YOUR GOAL
Resume the article on the naira's fall against the dollar, picking up after its last sentence and carrying it further.

SELECTED EXTRACT
Naira falls to N482, lowest in 3 months, as autonomous sources account for 58.7% dollar inflow

Naira and Dollar

The pressure on the naira/dollar exchange rate continued on Friday as Nigeria’s currency fell to N482, the lowest since August 2020, on the black market.

Data from the BusinessDay exchange rate monitor show that the cost of dollar peaked at N480 in August before crashing to N430 on September 2, 2020, on the news that the Central Bank of Nigeria (CBN) would resume dollar sales to the Bureau De Change (BDC) operators on September 7.

The foreign exchange market has been under pressure since March 2020 following a sharp drop in oil prices as a result of the Covid-19 pandemic.

At the BDC segment of the FX market, the naira also weakened by N1 as the dollar traded at N478 on Friday compared to N477 traded the previous day.

Naira depreciated by N0.33k at the Investors and Exporters (I&E) forex window as the dollar was quoted at N385.83k compared to N385.50k quoted on Thursday, data from the FMDQ indicated.

The slump in crude oil prices as a result of the COVID-19 pandemic affected foreign exchange inflows to the economy.

Consequently, aggregate inflow to the economy in the first half of 2020 at US$60.13 billion, fell by 17.8 percent from US$67.34 billion in the preceding half-year and 10.7 percent, relative to US$73.12 billion in the first half of 2019, the CBN’s economic report for the first half of 2020 showed.

A breakdown showed that inflow through autonomous sources at US$35.29 billion accounted for 58.7 percent, while the CBN was US$24.84 billion or 41.3 percent.

A disaggregation of inflow through autonomous sources showed that: invisible purchases amounted to US$33.92 billion; non-oil export receipts, US$1.36 billion; and external account purchases, US$0.02 billion, indicating a decline of 24.2 percent, 45.6 percent, and 12.8 percent, compared with their respective levels in the second half of 2019.

Of the total invisible purchases, ordinary domiciliary accounts and over the counter (OTC) purchase amounted to US$9.48 billion and US$24.43 billion during the review period.

DATA SECTION
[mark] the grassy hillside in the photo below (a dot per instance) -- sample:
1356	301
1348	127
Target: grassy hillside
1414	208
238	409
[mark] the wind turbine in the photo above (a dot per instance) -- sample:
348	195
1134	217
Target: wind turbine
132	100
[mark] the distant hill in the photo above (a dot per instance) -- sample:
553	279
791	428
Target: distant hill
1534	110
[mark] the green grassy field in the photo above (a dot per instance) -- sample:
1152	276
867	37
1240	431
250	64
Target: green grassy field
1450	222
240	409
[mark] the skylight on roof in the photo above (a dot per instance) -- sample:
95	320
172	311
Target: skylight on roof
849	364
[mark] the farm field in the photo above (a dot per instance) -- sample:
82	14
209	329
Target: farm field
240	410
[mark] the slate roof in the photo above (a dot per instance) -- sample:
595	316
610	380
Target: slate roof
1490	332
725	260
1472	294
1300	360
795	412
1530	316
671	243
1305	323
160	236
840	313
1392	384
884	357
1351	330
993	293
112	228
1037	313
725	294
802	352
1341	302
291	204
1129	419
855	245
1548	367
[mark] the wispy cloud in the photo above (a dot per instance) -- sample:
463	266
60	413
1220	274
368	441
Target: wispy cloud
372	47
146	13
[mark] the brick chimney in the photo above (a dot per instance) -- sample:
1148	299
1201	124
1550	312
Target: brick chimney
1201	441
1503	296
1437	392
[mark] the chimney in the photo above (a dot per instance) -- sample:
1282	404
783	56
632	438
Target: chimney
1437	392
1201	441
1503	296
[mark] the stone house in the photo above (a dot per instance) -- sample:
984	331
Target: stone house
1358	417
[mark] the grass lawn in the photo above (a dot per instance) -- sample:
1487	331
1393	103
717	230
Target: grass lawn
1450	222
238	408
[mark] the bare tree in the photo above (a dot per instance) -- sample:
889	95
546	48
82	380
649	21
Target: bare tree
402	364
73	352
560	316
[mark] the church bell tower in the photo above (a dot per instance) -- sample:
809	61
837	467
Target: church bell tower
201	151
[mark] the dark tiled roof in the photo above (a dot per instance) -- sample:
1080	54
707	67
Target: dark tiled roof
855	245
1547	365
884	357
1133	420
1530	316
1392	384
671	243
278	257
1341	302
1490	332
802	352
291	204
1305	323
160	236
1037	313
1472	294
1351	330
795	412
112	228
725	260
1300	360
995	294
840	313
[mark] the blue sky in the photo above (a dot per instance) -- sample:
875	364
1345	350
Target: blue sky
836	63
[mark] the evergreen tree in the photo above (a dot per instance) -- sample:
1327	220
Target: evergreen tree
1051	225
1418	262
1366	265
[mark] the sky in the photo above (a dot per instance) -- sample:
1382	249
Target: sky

RESULT FOR THIS TASK
A disaggregation of the OTC purchases showed that capital importation amounted to US$8.13 billion, while home remittances were US$0.84 billion. Other OTC purchases amounted to US$15.46 billion.

Foreign exchange inflows through the CBN showed that crude oil receipts declined by 16.0 percent to US$6.62 billion, compared with the level in the preceding half-year. The development attributed to the drop in crude oil as a result of weak global demand.

Non-oil receipts, on the other hand, increased by 1.4 percent to US$8.22 billion, compared with the level in the second half of 2019. This was due to proceeds from government debt in the form of emergency financial assistance of US$3.36 billion, received from the International Monetary Fund (IMF), under the Rapid Financing Instrument, to cushion the effect of the COVID-19 pandemic. Other non-oil receipts included: TSA and third-party receipts, US$3.56 billion; foreign exchange purchases, US$2.54 billion; returned payments (Wired/Cash), US$0.24 billion; recovered funds, US$0.31 billion; and DMBs cash receipts, US$3.03 billion.

Others include Interbank swaps, US$2.18 billion; other official receipts, US$1.39 billion; unutilised funds from foreign exchange transactions, US$0.62 billion; unutilised International Money Transfer Operator (IMTO) receipts, US$0.61 billion; and interest on reserves and investments, US$0.37 billion.